> [What this task involves]: Can you continue the clinical case excerpt about the patient's right-leg nerve findings from the point where it stops?

> [Page extract]:
★ ★ ★ ★ ★

Nerve conduction studies performed 2 years from symptom onset showed a normal right tibial compound muscle action potential (CMAP), reduced right sural sensory nerve action potential (SNAP), absent right superficial fibular SNAP, and absent right fibular CMAP. The F-wave latency was prolonged in the right tibial nerve. Needle electromyography showed fibrillation potentials in the right tibialis anterior, and no motor unit potentials (MUPs) were recruited. Fibrillation potentials and large MUPs were noted in the right medial gastrocnemius, short head of the biceps, gluteus maximus, and gluteus medius. Vastus medialis needle examination was normal. Biopsy of the right fibular nerve at the level of the knee showed moderate, generalized axonal loss with Wallerian-degeneration but indicated no specific etiology for the neuropathic process.

Based on imaging characteristics, a working diagnosis of hypertrophic inflammatory neuropathy was made, and a course of 2 grams (grams/kg) of intravenous immuonoglobulin was initiated in divided doses over five days, followed one month later by a second identical course. No benefit was appreciated. He was referred for subspecialty peripheral nerve consultation in evaluation of this problem.

On neurologic examination 5 years from symptom onset, he had normal mental status, speech, and cranial nerve exam. Motor and sensory examination of the upper extremities and the left leg was unremarkable. In the right leg, he had marked atrophy of the buttocks, hamstrings, tibialis anterior, and calf muscles. He had MRC grade 4 strength of hip abduction sparing hip flexion, grade 4 strength of knee flexion, normal strength of knee extension and adduction, without movement in ankle dorsiflexion, toe extension, and eversion, and grade 3 strength of ankle inversion, toe flexion, and plantar flexion. Tendon stretch reflexes were mildly reduced at the right patellar tendon, moderately reduced at the right Achilles tendon and were normal elsewhere. Sensory examination demonstrated panmodal sensory loss of the dorsolateral foot and lower leg.

★ ★ ★ ★ ★

> [Data]:
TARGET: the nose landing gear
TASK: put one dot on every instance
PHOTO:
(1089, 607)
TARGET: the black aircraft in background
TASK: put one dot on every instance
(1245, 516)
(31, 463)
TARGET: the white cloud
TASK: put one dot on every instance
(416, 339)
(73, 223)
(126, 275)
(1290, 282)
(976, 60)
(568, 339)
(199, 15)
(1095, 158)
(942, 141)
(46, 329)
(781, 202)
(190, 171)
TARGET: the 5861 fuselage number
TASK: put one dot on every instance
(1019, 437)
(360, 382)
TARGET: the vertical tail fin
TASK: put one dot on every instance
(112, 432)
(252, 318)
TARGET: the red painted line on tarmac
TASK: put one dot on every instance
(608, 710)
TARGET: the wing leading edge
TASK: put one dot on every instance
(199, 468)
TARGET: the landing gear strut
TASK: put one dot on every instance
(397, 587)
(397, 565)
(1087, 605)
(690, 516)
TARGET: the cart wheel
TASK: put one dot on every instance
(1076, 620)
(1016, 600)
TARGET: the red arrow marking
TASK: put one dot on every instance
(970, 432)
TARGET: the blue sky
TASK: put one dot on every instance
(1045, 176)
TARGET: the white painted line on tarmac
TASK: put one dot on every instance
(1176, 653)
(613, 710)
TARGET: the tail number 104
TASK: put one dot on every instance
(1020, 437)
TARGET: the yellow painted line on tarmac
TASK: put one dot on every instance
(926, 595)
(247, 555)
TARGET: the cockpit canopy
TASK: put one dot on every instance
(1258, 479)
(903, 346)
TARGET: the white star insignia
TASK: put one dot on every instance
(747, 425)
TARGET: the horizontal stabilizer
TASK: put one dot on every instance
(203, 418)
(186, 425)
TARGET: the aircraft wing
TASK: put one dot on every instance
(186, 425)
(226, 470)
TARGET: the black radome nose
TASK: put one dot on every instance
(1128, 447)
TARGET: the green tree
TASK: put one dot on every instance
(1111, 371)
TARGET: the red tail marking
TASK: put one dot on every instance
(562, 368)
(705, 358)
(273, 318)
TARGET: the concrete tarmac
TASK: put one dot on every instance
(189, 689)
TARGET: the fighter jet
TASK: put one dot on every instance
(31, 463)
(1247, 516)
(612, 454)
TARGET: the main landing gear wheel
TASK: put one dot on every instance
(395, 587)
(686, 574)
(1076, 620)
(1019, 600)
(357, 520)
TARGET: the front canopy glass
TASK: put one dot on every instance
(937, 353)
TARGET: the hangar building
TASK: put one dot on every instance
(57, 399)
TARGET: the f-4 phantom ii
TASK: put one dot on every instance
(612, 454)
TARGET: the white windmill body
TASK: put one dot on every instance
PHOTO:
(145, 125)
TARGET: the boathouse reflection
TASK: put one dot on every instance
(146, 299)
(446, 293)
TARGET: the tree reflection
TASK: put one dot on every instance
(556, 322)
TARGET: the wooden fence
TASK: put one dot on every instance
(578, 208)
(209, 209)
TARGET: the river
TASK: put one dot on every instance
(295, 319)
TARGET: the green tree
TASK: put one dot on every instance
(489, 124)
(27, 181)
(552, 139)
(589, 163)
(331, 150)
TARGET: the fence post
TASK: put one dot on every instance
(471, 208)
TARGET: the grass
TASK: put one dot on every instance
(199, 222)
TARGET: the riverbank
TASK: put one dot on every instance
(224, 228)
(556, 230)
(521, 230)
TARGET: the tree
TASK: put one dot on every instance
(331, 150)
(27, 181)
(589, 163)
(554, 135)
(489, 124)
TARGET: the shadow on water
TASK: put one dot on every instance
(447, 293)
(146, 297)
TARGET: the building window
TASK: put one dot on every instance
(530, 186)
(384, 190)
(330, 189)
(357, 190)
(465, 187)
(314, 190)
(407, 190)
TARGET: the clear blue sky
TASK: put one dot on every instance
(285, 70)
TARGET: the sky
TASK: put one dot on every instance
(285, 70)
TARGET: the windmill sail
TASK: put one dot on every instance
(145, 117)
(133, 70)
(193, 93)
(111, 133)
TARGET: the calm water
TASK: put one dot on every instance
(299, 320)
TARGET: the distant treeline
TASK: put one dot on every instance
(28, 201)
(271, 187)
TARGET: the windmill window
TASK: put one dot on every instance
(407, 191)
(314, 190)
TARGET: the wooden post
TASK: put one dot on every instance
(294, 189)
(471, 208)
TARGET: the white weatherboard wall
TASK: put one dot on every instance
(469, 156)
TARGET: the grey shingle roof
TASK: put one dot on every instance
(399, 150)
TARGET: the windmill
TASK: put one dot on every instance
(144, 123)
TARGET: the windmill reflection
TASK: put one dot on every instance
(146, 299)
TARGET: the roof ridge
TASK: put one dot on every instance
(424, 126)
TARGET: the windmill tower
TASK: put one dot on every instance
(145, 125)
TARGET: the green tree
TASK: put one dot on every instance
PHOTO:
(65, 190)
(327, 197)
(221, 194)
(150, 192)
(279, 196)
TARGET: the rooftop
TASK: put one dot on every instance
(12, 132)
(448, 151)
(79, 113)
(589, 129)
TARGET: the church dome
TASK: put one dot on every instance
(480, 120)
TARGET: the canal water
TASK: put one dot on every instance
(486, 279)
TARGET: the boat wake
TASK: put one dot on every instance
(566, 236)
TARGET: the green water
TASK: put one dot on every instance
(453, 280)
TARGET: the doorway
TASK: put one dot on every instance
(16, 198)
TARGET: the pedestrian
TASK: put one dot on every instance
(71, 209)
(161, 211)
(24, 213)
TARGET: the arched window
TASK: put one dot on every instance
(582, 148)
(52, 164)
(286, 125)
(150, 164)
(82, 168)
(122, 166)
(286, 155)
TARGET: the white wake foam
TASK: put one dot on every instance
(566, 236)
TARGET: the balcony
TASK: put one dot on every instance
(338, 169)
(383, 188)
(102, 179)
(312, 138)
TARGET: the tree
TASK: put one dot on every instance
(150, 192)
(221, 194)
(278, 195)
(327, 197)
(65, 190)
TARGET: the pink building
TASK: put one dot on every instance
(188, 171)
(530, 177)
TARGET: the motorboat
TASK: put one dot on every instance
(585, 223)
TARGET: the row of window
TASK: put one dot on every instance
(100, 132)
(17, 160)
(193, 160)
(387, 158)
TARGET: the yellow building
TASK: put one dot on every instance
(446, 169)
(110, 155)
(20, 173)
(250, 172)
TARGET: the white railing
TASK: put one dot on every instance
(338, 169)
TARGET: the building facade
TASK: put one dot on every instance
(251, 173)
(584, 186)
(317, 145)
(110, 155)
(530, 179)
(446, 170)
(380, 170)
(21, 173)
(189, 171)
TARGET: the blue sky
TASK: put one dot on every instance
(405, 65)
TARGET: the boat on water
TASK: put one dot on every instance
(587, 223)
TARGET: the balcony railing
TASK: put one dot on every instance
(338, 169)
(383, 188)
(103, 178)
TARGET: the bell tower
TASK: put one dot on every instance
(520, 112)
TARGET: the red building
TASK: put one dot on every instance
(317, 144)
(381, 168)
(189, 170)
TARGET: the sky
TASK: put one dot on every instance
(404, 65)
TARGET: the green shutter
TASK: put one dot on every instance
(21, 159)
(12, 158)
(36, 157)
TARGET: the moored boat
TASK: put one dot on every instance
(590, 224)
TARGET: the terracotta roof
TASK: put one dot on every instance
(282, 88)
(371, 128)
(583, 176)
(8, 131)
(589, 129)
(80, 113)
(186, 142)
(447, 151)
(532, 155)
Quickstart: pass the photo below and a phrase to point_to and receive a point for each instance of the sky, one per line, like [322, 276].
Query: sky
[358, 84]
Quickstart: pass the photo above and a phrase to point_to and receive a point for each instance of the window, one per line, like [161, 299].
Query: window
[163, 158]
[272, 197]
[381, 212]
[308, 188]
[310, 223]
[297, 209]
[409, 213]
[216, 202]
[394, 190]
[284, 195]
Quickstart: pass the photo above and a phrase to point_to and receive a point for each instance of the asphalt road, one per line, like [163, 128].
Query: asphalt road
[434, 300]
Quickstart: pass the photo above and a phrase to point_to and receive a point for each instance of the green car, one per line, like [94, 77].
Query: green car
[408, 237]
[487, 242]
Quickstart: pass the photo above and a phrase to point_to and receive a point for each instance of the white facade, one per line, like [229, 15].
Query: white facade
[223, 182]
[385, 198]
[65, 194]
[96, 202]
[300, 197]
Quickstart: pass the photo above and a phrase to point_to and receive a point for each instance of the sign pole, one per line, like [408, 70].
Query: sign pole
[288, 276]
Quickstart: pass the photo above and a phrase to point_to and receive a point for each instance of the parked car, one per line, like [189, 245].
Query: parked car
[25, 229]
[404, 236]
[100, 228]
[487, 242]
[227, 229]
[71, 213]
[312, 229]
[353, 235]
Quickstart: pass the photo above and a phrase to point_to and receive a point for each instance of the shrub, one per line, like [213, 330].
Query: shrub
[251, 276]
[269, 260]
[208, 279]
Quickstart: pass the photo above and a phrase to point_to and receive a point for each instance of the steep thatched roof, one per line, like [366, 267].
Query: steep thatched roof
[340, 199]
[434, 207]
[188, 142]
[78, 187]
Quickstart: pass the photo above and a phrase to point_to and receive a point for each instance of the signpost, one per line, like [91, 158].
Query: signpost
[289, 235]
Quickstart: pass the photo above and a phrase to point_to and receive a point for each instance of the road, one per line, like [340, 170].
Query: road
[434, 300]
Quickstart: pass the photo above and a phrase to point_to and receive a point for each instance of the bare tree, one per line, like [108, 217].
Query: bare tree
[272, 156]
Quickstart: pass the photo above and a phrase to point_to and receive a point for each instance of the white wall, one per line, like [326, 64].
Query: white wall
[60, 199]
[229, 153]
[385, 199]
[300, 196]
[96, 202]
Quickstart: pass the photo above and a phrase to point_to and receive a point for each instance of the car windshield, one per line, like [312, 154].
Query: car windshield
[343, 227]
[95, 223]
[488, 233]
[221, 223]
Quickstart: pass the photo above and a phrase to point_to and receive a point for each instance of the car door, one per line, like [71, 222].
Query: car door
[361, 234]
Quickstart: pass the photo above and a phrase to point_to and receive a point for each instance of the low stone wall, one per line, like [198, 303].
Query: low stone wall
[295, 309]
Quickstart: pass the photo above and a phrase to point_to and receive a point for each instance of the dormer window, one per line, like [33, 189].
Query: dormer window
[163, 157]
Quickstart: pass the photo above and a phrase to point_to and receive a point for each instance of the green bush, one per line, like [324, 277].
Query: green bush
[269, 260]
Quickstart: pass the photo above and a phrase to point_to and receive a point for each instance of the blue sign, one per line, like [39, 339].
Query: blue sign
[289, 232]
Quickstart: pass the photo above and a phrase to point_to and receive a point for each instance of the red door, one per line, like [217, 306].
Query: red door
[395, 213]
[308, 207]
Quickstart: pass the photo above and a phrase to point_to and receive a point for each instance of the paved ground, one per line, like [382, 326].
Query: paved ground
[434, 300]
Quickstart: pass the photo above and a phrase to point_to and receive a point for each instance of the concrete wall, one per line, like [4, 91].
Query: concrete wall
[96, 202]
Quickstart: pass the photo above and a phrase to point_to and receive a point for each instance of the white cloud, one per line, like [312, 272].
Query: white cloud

★ ★ ★ ★ ★

> [Answer to this exercise]:
Serum and urine protein electrophoresis, immunofixation, light chain analyses, and plasma cell flow cytometry were normal and were repeatedly so on annual examination over three years. Other normal studies included a complete cell count and differential, electrolyte panel, serum antineuronal antibody panel, sedimentation rate, rheumatologic markers (ANCAs, RF, CCP antibodies), ganglioside antibody panel, PMP-22 gene analysis, serum Lyme disease Western blot, TSH, ACE level, renal and liver function studies, creatine kinase, vitamin B12, and folate levels. Cerebrospinal fluid showed protein of 36.6mg/dL, glucose of 64, normal cell count and cytology, and negative Lyme polymerase chain reaction. Congo red staining of subcutaneous fat aspirate showed no amyloid deposition. Peripheral blood, bone marrow aspirate, and biopsy of the iliac crest showed no morphologic or immunophenotypic findings of involvement by a plasma cell proliferative disorder, and bone marrow was normocellular (50%) with normal trilineage hematopoiesis. F-18 FDG PET/CT scan was performed from the orbits through the upper thighs on two occasions and showed no abnormal foci of FDG accumulation to suggest plasmacytoma.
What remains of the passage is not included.